## Assignment 1
According to the text on the firm's arbitration work, how much did the firm win for Veolia in the case against Mexico?
## Assignment 2
In the text on the firm's arbitration work, switch "Tecmed" to "TMA" and write out the passage starting with "Going further back, the" and going on through "equitable treatment standard.".

## Document extract
In 2015, a Paris team helped Egypt’s Orascom Construction Industries and a Lebanese partner win US$80 million plus interest and costs in a Cairo-seated case concerning a high-profile real estate venture in the Egyptian capital.
It has helped Cemex win more than €40 million in damages and costs in an ICC claim against Austria’s largest construction group, Strabag. Bühler handled the case, with the award later upheld by an Austrian court.
The firm negotiated a favourable end to a dispute over a billion-dollar diamond find in Russia, on behalf of AGD. The client’s business partner, Archangel Diamond Corporation, had initiated arbitration in Stockholm.
In 2013, the firm advised regular client Gazprom Export in gas price review proceedings against the Czech arm of RWE Transgas. Arbitrators in Austria issued a “compromise” award, reworking the gas price formula in the two companies’ contracts, but rejecting all other claims by RWE. It marked the first gas price dispute against Gazprom Export that reached the award stage.
Going further back, the Madrid office scored a win for Técnicas Medioambientales against Mexico in 2003 in the first ICSID arbitration brought under the Spain-Mexico bilateral investment treaty. Referred to as the Tecmed case, the proceeding helped define the scope of the fair and equitable treatment standard.
In another case against Mexico concerning a hazardous waste landfill, the firm won US$47 million for French waste management company Veolia.
The firm obtained a ground-breaking jurisdictional ruling on behalf of Canadian mining company World Wide Minerals in a claim against Kazakhstan over uranium investments. The UNCITRAL panel held that Kazakhstan was a legal successor to the Soviet Union’s commitments under a bilateral investment treaty with Canada – making it the first state apart from Russia to be bound under a Soviet treaty.
The firm is helping another Canadian investor, Alhambra Resources, in a US$100 million ICSID claim against Kazakhstan. It has also been instructed for an ICSID claim against Panama – brought by a Puerto Rican engineering firm and its CEO who say they have been unfairly targeted as part of an investigation of alleged corruption by Panamanian former president Ricardo Martinelli.
The Madrid office saw an end to a long-running ICSID claim brought on behalf of Spanish water company Urbaser against Argentina. In late 2016, a tribunal declining to award any of the US$300 million damages claimed despite finding that the state had committed a limited treaty breach.
A Jones Day team in New York and Mexico City helped a manufacturing company to defeat a US$700 million ICC claim over the failed acquisition of a rival company.
A Los Angeles team helped the Gulf Cooperation Council – an alliance of six Arab states – in a successful challenge to the registration of the internet domain name “.persiangulf”, which was heard by an ICDR panel chaired by Lucy Reed.
On the people side, Sylvia Tonova in London and Marcus Quintanilla in San Francisco were promoted to the partnership.
Tonova and partner Baiju Vasani were also appointed to ICSID’s panel of arbitrators – by Bulgaria and Somalia respectively.
American Zachary Sharpe joined the international arbitration group as of counsel in Singapore after nearly four years as in-house counsel at Hyundai Heavy Industries in South Korea. In Frankfurt, Anna Masser joined as of counsel from Lalive.
Chevron senior counsel Arjun Agarwal is using a Jones Day team for a London-seated arbitration against a contractor related to a West Africa offshore oil and gas project. He said the team achieved a “very favourable result” and that San Francisco-based partner Stephen O’Neal “managed the preparation and execution effort very effectively “.
Michael McNicholas, general counsel of Kazakh private equity client Visor Holding, describes the team as “very responsive, attentive and highly motivated”. In particular, Baiju Vasani and Melissa Gorsline are “great tacticians and strategists” who show “exemplary leadership for their team”.

## The data

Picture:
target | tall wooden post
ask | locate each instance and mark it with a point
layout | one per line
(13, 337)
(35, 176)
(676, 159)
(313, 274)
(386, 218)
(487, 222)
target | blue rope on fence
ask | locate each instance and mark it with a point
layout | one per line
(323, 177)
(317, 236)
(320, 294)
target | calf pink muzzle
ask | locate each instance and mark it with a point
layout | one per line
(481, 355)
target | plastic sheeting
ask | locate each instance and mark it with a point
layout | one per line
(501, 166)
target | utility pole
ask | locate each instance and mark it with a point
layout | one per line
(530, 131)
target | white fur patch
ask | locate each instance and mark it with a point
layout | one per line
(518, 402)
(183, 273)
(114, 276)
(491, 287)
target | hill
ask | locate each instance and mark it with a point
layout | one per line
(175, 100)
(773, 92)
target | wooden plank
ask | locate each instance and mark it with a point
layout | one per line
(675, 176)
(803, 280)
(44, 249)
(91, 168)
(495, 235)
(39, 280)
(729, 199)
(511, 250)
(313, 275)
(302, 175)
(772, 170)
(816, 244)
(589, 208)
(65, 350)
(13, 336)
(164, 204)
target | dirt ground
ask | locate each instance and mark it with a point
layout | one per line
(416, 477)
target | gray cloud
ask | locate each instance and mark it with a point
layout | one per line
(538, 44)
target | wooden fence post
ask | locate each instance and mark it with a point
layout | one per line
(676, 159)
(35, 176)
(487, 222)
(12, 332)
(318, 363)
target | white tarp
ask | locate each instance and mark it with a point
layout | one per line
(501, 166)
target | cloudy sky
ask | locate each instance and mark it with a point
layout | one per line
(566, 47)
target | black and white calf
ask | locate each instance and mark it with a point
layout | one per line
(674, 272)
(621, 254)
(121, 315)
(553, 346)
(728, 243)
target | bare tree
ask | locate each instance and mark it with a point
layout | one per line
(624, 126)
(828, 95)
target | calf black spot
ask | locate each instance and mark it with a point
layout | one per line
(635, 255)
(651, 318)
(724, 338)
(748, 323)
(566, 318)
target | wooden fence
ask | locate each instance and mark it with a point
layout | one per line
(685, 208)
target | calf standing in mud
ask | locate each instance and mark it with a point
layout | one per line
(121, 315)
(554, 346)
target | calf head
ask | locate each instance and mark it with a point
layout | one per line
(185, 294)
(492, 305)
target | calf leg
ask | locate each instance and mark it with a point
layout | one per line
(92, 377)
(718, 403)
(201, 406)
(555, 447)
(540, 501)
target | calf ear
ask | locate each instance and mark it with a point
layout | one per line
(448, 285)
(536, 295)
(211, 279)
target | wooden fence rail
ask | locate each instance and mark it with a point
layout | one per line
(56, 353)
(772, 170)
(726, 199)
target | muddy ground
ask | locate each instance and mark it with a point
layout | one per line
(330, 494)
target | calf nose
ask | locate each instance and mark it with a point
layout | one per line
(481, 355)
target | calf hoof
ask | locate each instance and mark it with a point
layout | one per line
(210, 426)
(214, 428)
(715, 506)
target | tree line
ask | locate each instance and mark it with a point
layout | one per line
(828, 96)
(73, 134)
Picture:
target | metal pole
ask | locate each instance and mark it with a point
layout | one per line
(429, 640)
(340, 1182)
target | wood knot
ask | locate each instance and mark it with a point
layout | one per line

## Answer section 1
US$47 million

## Answer section 2
Going further back, the Madrid office scored a win for Técnicas Medioambientales against Mexico in 2003 in the first ICSID arbitration brought under the Spain-Mexico bilateral investment treaty. Referred to as the TMA case, the proceeding helped define the scope of the fair and equitable treatment standard.